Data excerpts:
........

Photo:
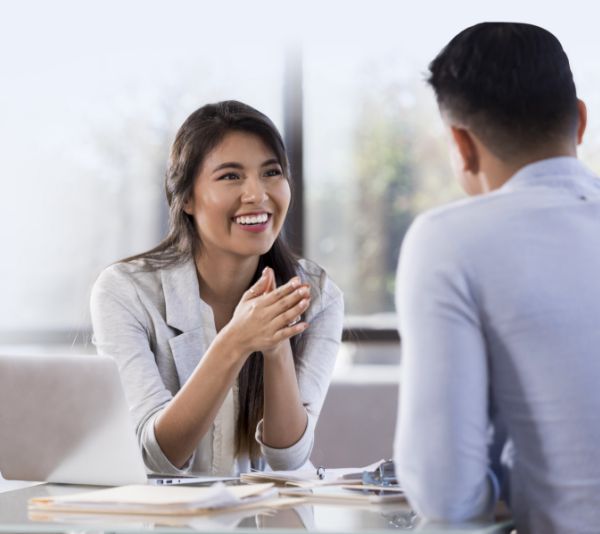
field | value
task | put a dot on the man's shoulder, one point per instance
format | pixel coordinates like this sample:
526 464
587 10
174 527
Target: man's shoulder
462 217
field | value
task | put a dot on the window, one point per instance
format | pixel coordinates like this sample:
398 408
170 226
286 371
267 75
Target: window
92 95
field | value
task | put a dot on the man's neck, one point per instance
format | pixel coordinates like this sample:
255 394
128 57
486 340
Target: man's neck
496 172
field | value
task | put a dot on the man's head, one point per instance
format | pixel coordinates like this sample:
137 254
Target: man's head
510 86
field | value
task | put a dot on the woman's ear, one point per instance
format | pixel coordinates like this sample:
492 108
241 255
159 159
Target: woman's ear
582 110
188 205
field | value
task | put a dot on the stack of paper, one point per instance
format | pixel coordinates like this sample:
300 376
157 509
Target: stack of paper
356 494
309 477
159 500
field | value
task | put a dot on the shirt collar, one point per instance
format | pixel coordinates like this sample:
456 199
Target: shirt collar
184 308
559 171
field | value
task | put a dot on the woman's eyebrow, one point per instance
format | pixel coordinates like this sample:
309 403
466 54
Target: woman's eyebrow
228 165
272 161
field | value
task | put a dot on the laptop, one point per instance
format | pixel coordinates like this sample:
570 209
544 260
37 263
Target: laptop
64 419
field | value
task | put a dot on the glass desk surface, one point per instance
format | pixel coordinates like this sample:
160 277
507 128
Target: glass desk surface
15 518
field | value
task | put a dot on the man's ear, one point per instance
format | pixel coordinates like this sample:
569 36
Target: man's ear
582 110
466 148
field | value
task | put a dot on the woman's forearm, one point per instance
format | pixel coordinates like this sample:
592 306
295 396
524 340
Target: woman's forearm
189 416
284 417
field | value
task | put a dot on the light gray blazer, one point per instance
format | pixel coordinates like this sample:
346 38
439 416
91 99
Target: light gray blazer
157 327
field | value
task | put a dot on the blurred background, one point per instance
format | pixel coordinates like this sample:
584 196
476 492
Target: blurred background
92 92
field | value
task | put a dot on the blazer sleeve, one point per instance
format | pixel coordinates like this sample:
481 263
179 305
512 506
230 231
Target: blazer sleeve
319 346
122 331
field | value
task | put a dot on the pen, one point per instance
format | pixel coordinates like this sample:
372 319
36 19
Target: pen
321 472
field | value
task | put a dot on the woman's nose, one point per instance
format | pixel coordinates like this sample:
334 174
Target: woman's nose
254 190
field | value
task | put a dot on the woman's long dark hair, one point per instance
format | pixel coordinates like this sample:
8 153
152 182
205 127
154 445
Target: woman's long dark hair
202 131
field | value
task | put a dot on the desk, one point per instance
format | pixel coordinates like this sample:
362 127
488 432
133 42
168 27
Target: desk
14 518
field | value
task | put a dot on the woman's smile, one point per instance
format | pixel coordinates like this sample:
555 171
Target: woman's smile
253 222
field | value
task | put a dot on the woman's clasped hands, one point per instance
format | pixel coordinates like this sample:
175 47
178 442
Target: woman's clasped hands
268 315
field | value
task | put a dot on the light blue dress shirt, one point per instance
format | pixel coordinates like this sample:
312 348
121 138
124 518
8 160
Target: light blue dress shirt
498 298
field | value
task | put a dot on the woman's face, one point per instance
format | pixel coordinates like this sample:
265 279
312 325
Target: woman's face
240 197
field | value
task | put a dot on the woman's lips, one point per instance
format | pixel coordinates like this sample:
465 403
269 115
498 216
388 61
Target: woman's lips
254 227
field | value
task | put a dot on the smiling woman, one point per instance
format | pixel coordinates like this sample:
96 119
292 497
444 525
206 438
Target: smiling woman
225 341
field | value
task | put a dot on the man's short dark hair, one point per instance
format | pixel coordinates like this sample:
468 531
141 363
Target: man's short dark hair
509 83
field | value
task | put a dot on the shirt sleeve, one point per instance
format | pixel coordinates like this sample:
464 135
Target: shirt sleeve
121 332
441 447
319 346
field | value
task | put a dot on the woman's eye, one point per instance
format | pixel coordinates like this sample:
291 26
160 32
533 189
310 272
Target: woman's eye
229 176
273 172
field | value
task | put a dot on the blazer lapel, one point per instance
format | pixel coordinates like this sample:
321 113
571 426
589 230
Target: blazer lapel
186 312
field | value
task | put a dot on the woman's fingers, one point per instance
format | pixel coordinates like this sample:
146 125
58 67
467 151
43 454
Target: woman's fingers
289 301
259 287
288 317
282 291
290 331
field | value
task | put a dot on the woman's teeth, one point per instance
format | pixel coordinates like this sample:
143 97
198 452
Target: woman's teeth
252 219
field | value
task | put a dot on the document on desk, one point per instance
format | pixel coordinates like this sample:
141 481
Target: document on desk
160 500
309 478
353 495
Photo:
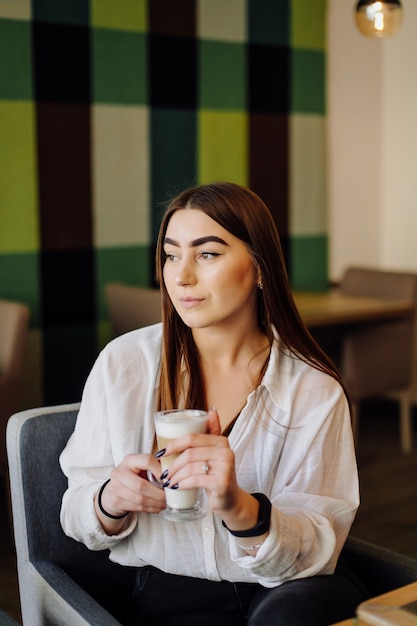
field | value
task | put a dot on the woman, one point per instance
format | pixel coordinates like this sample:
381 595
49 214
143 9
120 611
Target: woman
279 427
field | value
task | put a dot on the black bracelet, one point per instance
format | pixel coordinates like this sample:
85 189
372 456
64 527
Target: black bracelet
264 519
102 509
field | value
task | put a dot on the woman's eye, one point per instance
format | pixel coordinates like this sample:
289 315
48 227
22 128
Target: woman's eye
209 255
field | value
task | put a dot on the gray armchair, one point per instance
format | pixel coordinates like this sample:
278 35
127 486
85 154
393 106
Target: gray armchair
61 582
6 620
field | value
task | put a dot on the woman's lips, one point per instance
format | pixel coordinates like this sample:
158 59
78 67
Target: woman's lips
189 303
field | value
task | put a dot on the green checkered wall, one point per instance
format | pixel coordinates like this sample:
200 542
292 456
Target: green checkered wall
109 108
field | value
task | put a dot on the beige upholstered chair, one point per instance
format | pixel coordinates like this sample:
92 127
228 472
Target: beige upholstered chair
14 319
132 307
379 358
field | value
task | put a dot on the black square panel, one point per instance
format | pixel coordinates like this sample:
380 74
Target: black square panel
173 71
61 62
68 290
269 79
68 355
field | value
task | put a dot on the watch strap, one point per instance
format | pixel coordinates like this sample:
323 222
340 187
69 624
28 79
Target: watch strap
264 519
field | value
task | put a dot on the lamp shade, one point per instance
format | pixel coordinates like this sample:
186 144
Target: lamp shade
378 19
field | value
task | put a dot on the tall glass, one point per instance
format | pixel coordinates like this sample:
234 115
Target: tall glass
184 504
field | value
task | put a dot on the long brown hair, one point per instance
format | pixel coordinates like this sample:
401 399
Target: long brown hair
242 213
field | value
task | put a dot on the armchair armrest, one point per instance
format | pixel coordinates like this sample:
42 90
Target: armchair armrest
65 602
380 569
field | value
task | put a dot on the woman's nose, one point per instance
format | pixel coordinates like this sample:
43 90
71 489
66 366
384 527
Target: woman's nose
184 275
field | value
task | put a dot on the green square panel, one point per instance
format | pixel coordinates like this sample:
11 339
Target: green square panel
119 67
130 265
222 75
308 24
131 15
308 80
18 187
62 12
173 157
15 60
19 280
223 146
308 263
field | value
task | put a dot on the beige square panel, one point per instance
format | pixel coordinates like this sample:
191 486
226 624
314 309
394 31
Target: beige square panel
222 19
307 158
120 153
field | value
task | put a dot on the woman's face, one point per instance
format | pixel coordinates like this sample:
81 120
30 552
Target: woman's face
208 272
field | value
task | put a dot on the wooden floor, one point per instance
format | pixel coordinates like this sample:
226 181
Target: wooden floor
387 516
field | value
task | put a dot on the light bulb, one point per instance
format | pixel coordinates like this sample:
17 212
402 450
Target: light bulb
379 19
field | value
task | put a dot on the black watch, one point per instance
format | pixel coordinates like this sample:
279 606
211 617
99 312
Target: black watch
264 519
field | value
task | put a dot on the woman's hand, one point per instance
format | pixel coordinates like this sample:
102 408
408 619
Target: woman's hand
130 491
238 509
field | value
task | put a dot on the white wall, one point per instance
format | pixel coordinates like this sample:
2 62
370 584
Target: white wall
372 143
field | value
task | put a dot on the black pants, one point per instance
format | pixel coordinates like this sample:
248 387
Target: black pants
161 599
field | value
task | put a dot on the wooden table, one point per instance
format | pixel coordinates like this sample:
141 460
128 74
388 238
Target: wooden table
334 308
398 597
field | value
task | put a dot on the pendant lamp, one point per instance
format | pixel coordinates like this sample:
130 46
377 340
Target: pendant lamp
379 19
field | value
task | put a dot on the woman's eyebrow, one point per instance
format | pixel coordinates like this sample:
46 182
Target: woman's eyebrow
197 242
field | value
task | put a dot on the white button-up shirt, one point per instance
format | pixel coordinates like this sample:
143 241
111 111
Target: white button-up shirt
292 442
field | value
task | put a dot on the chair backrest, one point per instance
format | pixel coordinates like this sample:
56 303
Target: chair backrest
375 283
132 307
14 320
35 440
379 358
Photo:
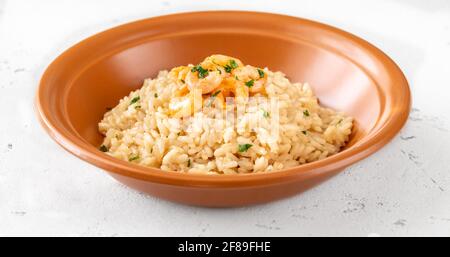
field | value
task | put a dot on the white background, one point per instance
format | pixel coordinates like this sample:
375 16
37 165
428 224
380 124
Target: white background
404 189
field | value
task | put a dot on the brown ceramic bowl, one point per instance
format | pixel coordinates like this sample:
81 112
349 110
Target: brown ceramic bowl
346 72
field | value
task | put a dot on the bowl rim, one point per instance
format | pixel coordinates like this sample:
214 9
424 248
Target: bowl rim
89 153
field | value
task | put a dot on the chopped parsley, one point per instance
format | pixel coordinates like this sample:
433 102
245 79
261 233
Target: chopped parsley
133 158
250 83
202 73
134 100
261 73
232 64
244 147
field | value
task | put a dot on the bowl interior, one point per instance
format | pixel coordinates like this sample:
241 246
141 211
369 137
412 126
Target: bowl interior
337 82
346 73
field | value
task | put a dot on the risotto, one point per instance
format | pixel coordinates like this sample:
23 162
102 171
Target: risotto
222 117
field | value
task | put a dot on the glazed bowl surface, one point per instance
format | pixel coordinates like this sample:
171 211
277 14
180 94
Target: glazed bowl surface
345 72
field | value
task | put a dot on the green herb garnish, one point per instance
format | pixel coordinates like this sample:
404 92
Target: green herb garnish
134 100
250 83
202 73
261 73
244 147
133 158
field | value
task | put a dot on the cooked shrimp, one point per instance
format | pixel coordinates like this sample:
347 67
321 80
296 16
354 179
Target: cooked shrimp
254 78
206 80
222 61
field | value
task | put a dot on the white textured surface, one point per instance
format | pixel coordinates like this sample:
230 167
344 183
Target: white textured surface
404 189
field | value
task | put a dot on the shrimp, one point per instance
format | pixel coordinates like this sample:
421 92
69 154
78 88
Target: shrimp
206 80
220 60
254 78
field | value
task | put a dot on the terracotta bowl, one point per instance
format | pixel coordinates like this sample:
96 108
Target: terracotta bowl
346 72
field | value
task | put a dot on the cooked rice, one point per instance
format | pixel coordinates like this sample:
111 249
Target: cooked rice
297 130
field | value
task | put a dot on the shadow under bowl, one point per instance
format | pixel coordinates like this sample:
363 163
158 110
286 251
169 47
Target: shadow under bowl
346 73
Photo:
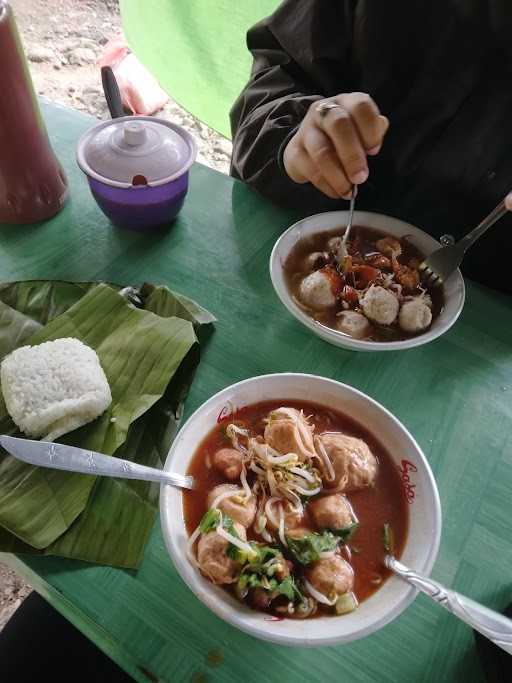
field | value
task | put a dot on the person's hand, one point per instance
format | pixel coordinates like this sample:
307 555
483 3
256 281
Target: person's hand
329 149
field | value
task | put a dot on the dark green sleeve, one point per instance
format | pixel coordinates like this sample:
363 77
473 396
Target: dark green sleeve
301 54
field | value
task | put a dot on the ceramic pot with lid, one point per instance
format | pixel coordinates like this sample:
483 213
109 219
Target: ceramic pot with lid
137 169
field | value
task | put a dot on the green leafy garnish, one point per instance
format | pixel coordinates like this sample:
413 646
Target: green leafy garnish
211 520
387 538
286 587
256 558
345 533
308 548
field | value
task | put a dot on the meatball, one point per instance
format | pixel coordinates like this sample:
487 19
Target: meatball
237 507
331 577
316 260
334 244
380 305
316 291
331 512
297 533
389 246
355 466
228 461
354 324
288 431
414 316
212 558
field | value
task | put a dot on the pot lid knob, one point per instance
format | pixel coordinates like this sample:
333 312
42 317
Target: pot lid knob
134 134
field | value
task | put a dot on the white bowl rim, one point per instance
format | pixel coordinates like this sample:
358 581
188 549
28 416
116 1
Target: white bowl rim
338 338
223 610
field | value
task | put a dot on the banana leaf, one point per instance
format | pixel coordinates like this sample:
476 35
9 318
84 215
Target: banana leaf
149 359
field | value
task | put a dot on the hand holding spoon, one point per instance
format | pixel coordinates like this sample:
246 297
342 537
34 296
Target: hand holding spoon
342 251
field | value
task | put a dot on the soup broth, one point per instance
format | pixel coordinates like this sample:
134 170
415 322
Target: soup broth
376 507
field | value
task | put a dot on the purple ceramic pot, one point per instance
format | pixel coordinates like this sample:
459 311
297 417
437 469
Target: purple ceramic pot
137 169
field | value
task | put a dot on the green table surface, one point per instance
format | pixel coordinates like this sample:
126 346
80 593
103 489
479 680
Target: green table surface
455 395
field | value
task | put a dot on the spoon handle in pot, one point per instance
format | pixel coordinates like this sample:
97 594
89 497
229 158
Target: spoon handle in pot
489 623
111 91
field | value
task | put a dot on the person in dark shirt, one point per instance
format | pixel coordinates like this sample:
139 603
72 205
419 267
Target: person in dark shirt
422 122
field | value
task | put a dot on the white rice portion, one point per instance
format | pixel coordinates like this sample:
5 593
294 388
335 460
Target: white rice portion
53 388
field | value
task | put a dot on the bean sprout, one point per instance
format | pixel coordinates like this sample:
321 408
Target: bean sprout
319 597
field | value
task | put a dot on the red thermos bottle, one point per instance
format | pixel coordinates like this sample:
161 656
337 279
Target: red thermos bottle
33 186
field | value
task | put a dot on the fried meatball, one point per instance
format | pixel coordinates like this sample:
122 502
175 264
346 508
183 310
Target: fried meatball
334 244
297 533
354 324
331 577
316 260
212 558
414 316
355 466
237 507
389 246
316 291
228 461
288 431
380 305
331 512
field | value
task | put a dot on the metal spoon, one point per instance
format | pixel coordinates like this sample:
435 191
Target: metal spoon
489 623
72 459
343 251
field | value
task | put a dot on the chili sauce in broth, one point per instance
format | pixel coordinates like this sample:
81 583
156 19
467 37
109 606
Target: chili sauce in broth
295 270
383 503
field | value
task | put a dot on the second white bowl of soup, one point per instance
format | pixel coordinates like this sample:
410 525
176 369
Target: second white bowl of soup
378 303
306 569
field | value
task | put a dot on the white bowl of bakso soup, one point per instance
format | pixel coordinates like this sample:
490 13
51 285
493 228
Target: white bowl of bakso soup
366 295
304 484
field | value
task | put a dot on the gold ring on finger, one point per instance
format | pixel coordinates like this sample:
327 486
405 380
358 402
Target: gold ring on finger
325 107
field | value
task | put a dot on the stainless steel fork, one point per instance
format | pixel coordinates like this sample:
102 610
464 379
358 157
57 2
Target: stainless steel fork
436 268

........

**Exercise objective**
In the answer, give only the lines from the top of the data above through the line with "task | put a dot on the glass", reproduced exactly; no picture may appear.

**Output of the task**
Photo:
field | value
task | put a dot on the man's shoulder, one point per instance
format | pixel coordinates like this sample:
526 464
587 10
174 527
Target: man's shoulder
462 217
field | value
task | put a dot on the window, one point per instance
format | pixel coordinates like this sample:
398 408
170 226
286 371
267 75
Target: window
92 95
field | value
task | put a dot on the man's neck, one point per instance
format | pixel coordinates like this sample:
255 394
128 57
486 340
Target: man's neck
496 172
field | value
task | put a dot on the man's head, one point per instance
format | pixel coordinates like this sample:
137 254
Target: man's head
510 86
field | value
task | put a dot on the woman's ear, one point per instance
format | pixel coordinates like this sample:
492 108
241 255
159 159
Target: woman's ear
582 110
188 205
field | value
task | put a dot on the stack of paper, one point per instance
format | pixel coordinates like this sample:
300 376
157 509
Target: stack of paper
356 494
309 477
159 500
field | value
task | put a dot on the shirt collar, one point per instance
format | pixel coordinates like this sample:
456 199
Target: shirt collar
184 308
559 171
field | value
task | put a dot on the woman's eyebrow, one point per instance
format | pixel coordinates like this sample:
309 403
466 54
Target: woman's eyebrow
228 165
272 161
field | value
task | put a dot on the laptop, one point per instance
format | pixel coordinates like this sample:
570 209
544 260
37 263
Target: laptop
64 419
field | value
task | put a dot on the glass desk surface, one point per instance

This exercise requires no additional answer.